**Set exercise:** Output exactly the lines from the line with "Target: cobblestone sidewalk" through the end of the records below. Include nothing else.

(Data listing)
******************************

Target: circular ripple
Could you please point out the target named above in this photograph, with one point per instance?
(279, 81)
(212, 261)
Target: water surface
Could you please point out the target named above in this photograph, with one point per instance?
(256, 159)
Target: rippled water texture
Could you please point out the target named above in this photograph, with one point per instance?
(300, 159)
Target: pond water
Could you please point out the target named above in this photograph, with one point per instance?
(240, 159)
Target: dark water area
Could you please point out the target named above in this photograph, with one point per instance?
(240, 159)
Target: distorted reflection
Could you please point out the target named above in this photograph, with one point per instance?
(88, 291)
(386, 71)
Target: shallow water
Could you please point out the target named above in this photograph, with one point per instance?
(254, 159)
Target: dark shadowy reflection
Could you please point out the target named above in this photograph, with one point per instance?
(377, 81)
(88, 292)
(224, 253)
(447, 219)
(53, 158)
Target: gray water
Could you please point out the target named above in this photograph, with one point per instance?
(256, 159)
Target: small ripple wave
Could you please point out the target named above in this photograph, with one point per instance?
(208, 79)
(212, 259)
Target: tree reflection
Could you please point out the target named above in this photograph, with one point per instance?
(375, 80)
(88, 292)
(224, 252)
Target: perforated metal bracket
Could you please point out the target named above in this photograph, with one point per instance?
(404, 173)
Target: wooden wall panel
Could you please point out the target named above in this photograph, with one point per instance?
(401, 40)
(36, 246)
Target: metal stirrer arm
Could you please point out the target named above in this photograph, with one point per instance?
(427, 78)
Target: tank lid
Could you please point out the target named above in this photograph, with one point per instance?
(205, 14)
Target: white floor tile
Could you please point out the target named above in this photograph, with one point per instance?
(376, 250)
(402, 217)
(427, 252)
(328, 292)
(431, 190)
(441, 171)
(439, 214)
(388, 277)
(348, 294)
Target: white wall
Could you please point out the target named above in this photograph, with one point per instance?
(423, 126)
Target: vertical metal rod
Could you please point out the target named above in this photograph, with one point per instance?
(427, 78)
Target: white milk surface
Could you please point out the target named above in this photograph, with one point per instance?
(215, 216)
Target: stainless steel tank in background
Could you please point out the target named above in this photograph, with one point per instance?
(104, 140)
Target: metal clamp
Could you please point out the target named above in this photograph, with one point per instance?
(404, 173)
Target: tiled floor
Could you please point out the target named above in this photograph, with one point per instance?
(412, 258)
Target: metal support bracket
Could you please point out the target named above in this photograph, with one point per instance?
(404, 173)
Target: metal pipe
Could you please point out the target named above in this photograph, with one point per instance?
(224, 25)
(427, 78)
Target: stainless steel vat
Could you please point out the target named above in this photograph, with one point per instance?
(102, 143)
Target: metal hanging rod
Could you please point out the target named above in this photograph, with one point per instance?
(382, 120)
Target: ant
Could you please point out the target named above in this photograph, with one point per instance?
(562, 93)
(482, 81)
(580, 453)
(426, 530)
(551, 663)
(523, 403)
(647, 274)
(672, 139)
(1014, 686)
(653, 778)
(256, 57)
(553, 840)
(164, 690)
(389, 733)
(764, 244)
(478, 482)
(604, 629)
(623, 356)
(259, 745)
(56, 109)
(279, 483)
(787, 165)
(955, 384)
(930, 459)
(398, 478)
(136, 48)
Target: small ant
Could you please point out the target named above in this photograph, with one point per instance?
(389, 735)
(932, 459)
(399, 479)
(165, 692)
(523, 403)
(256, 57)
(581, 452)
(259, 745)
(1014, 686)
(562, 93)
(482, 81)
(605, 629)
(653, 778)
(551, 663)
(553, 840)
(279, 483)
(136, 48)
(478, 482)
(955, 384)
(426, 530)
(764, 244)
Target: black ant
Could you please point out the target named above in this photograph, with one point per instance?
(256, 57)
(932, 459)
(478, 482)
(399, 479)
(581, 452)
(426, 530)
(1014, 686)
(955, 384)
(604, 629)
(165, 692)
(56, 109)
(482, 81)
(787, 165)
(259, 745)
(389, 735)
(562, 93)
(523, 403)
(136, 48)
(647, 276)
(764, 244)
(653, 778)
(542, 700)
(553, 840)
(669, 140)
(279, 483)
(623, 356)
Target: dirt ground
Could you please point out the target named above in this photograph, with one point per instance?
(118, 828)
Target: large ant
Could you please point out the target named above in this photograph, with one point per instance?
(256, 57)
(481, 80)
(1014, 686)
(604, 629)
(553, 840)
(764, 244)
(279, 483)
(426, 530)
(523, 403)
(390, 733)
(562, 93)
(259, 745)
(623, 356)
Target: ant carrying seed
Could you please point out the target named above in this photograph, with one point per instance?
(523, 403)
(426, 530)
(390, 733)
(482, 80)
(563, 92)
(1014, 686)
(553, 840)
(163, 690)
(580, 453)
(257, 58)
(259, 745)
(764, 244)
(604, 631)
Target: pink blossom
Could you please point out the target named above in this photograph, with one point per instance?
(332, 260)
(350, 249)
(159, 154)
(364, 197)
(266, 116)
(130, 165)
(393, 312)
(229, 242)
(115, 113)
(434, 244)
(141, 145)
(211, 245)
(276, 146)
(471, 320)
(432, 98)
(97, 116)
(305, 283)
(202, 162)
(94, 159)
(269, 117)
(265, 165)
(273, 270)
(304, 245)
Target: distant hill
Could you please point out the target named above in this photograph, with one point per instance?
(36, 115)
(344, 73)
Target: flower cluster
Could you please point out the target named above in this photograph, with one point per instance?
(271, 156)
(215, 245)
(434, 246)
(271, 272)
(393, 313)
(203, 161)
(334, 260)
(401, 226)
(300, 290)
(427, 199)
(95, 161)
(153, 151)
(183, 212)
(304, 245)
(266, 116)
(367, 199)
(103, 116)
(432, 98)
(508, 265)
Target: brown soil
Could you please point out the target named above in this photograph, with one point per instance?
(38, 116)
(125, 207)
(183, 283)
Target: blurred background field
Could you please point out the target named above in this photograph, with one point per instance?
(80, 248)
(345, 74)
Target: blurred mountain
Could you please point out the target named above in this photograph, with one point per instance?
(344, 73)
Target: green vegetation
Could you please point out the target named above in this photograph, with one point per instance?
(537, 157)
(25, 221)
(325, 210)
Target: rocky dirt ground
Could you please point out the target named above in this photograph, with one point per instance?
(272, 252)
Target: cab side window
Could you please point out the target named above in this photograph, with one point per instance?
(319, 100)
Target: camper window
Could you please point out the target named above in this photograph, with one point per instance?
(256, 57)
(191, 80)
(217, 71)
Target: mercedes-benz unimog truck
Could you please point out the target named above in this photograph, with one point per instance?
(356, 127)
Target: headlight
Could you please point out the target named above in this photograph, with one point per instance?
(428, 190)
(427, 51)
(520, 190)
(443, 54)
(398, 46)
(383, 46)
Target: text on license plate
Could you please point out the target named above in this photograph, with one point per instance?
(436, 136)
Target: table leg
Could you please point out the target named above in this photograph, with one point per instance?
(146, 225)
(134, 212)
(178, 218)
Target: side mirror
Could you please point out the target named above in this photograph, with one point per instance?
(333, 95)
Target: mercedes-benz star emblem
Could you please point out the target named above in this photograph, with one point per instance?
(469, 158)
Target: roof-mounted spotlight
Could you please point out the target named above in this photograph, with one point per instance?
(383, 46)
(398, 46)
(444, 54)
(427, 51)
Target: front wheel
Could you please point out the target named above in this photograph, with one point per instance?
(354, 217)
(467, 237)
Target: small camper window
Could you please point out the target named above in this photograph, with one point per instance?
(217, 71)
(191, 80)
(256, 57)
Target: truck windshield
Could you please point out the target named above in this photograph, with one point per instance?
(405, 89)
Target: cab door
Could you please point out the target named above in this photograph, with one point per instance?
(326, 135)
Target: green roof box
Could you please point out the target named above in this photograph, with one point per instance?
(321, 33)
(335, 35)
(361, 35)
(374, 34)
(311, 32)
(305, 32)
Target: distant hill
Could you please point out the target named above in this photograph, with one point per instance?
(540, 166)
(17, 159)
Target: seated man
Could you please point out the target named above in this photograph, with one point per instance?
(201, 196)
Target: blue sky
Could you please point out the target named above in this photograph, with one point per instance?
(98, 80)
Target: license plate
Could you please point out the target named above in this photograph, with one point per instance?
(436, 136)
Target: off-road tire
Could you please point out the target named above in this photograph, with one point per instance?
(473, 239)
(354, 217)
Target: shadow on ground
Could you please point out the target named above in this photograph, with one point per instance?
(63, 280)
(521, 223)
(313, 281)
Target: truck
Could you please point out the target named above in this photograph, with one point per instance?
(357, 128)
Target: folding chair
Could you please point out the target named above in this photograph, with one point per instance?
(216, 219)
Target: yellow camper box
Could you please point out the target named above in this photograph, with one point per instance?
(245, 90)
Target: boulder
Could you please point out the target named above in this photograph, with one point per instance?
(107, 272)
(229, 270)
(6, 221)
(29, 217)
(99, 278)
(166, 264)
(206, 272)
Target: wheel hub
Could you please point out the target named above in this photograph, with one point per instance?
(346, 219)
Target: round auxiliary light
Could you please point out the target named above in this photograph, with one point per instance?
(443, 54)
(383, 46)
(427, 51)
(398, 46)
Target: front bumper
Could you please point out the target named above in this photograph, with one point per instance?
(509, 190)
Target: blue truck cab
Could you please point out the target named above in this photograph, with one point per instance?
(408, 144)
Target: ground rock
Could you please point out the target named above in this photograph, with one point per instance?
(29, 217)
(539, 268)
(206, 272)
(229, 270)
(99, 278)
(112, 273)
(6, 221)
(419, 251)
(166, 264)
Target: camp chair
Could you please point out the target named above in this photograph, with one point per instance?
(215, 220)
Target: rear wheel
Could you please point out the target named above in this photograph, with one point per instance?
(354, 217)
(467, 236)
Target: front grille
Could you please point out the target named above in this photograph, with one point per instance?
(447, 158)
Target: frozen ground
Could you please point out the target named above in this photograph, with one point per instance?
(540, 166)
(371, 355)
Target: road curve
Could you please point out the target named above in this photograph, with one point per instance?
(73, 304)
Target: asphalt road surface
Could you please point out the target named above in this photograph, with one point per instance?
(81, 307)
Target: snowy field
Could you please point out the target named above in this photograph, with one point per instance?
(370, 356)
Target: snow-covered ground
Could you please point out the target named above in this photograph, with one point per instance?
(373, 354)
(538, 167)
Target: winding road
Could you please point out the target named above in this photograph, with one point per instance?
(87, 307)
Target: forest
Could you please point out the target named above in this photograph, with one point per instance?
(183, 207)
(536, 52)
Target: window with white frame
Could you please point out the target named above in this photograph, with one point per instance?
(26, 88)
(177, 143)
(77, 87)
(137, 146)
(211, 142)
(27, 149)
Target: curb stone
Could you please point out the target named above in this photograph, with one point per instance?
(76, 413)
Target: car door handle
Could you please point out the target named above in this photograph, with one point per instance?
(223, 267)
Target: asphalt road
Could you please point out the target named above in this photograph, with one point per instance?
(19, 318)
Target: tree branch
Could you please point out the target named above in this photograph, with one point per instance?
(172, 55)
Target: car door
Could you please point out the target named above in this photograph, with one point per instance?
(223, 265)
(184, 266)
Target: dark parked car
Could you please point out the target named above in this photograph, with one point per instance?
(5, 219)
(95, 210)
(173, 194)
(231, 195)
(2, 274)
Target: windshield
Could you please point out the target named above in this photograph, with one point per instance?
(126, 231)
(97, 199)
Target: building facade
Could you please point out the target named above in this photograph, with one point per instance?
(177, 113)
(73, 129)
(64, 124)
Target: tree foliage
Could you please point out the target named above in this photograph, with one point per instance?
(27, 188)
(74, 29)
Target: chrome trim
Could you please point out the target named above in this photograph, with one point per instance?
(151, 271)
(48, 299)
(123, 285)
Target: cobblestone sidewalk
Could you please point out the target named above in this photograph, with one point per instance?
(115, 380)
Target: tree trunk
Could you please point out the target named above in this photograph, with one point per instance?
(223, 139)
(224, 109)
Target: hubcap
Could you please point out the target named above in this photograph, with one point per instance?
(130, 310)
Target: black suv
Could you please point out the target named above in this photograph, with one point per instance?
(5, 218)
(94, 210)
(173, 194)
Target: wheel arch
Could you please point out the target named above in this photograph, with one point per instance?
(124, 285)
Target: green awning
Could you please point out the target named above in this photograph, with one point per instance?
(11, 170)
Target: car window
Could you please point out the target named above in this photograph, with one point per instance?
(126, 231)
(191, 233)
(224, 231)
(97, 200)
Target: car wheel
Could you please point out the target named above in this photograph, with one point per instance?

******************************

**Finished exercise:**
Target: cobblestone sidewalk
Could you please point out the target named above in this photograph, with one point per instance?
(115, 380)
Target: tree trunk
Could you please point out the target named above in this photograph, with one point per instance?
(223, 139)
(224, 109)
Target: hubcap
Could you please point out the target named above in this photograph, with one point per instance?
(130, 310)
Target: black suv
Could you please point out the target named above in this photograph, with one point per instance?
(5, 218)
(94, 210)
(173, 194)
Target: wheel arch
Could you please point out the target named above in this photograph, with one point per instance?
(124, 285)
Target: green awning
Could you please point out the target named above in this photograph, with one point per instance?
(11, 170)
Target: car window
Could you please point out the target named above in this photograph, with one point per instance?
(126, 231)
(191, 233)
(224, 231)
(97, 200)
Target: car wheel
Could you please point out the target named above in this photograph, with one point per instance?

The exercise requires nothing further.